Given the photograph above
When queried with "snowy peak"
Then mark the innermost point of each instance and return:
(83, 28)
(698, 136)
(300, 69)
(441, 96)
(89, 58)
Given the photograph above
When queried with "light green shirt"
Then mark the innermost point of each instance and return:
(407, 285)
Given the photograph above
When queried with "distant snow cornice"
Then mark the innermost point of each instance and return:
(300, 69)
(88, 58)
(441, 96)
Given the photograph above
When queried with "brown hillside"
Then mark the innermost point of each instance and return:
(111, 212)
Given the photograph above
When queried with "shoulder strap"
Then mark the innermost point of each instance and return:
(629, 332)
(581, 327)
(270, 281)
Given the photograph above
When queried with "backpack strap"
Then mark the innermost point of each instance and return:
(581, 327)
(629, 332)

☆ ☆ ☆ ☆

Goal of the exercise → Copy out every line above word for word, with nothing changed.

Result of this exercise →
Given the photograph above
When queried with "snowy peak"
Then mark the innermost point of each instance and return:
(83, 28)
(698, 136)
(300, 69)
(441, 96)
(89, 58)
Given the photograph above
When queried with "light green shirt"
Then mark the innermost point of each instance and return:
(407, 285)
Given the photograph above
When queried with "distant snow cornice"
Then mark the innermost point of each instance and return:
(300, 69)
(88, 58)
(441, 96)
Given the photograph above
When queried with "brown hillside"
Then mark the innermost point of each instance and return:
(111, 212)
Given the photograph above
When queried with "shoulder strap"
Then mark the innermost point of each instance and return:
(629, 332)
(581, 327)
(270, 281)
Given the photograph above
When queried with "backpack strap"
Then mark the innermost point of each instance and return:
(581, 327)
(629, 332)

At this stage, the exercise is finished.